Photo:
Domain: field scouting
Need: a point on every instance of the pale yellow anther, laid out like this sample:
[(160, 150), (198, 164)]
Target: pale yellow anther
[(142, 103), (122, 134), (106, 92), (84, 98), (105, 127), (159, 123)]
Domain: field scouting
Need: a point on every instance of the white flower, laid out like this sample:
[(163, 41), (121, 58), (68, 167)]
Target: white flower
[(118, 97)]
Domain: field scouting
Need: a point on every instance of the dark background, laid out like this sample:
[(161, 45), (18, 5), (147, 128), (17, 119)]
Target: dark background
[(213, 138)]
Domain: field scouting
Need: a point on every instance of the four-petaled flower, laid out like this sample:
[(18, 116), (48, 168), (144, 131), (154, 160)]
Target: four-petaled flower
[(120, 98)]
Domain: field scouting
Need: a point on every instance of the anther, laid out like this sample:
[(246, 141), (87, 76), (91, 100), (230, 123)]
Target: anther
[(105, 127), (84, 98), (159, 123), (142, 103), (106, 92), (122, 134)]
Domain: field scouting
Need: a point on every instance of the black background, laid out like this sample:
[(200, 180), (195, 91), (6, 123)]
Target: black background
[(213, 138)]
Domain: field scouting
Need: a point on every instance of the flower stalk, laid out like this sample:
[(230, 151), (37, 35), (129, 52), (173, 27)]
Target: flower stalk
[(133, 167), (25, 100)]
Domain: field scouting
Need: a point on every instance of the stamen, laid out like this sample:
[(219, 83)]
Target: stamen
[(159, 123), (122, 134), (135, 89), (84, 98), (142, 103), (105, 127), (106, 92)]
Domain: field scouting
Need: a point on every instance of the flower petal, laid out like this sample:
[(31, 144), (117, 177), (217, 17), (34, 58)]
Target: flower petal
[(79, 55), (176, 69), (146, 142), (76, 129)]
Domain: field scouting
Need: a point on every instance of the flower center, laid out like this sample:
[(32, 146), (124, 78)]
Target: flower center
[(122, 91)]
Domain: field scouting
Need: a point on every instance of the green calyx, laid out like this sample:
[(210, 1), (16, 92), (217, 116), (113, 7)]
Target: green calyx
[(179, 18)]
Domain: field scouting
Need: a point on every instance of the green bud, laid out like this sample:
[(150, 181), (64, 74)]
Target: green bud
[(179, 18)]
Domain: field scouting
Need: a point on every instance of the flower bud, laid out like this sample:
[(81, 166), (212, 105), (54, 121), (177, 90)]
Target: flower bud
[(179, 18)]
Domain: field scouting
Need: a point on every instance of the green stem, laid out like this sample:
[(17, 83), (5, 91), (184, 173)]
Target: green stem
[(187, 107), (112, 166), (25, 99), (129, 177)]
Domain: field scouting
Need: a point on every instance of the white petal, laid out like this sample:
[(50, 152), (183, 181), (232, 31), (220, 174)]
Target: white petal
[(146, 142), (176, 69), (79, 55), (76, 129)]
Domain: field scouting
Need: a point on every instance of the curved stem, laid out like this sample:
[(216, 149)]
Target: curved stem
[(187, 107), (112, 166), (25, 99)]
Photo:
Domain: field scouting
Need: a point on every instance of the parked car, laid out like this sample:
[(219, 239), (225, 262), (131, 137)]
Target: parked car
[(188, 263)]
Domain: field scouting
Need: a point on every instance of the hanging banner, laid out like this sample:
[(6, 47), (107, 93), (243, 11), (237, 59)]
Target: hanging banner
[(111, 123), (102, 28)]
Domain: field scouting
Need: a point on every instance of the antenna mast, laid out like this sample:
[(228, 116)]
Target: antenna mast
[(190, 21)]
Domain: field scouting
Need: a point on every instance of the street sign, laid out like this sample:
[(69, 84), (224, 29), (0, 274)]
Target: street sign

--------

• _THE PROBLEM_
Reproduce the items from their start through the line containing "[(118, 97)]", renaming "field scouting" to "crop survey" throughout and leaving everything else unchanged.

• _SOLUTION BELOW_
Photo:
Domain: crop survey
Need: a point on every instance of the pale yellow anther, laid out like this sample:
[(160, 150), (198, 164)]
Target: pale yellow anther
[(142, 103), (122, 134), (106, 92), (84, 98), (105, 127), (159, 123)]
Domain: crop survey
Need: a point on every instance of the white flower, laid out like this sample:
[(163, 41), (121, 58), (68, 167)]
Target: white flower
[(118, 97)]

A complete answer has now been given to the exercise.